▸ **Pointing records**
═══
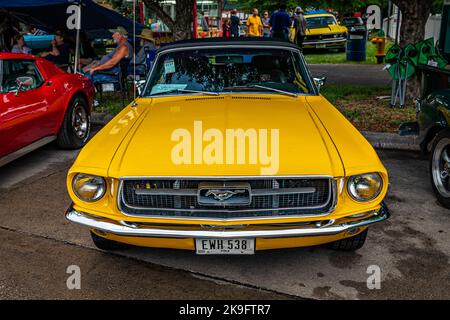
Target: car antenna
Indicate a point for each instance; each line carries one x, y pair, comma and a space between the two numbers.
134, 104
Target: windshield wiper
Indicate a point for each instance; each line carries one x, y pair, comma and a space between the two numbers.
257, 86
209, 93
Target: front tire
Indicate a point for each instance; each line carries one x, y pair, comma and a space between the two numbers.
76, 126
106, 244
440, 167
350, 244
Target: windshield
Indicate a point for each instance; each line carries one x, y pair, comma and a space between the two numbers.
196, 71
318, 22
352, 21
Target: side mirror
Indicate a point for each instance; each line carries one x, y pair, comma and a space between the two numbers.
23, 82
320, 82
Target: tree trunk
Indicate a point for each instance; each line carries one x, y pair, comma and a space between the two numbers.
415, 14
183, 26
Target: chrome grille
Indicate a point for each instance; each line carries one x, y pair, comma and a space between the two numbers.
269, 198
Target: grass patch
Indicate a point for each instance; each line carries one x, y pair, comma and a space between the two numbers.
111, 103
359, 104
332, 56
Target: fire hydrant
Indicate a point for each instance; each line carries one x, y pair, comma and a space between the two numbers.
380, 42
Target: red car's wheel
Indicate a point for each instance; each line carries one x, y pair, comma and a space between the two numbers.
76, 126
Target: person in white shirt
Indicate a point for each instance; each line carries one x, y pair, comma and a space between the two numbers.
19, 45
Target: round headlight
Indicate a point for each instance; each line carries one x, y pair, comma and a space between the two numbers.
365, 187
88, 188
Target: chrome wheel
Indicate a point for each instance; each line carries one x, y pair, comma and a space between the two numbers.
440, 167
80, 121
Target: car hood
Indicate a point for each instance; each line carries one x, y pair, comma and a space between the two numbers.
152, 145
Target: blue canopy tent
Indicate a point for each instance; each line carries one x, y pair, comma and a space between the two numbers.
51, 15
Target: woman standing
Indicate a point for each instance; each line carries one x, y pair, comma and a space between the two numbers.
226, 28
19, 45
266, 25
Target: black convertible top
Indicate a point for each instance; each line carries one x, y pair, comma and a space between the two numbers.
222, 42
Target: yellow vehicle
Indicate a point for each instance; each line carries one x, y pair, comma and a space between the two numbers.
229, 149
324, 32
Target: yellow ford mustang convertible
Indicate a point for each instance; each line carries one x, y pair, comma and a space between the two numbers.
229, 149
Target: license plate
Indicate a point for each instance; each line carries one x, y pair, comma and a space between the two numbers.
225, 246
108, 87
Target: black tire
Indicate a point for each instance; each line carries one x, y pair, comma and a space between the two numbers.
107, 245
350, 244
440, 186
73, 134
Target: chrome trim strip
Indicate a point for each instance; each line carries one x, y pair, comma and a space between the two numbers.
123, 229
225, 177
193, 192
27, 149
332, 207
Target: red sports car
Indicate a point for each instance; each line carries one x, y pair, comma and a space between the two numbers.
═══
Print again the material above, limited to the lines from the one holding "Target: yellow vehicle" through the last, inclusive.

▸ **Reply**
Target: yellow vehicle
Indicate a point for each instance; each line carries one x, y pair, comma and a space between the two numbers.
229, 149
324, 32
Target: yellow ford mustang convertible
Indicate a point for each instance; each line carries one x, y pair, comma and a space between the two numbers.
229, 149
Target: license plate
Indicate a point for each instance; each line carries one x, y pair, comma and a space between the two numbers.
225, 246
108, 87
Target: black tire
Indicate a point for each instance; each line carries one x, y pair, comma and a space between the two numbers.
107, 245
350, 244
440, 186
73, 134
Target: chrome trim strip
Indicate a point for each instance; each line carries one x, y pair, comma and a space between the two numbers.
123, 229
225, 177
193, 192
27, 149
332, 207
Target: red sports car
Indicate a point for each instance; each line carries one x, y pair, comma and a space between the two numbers.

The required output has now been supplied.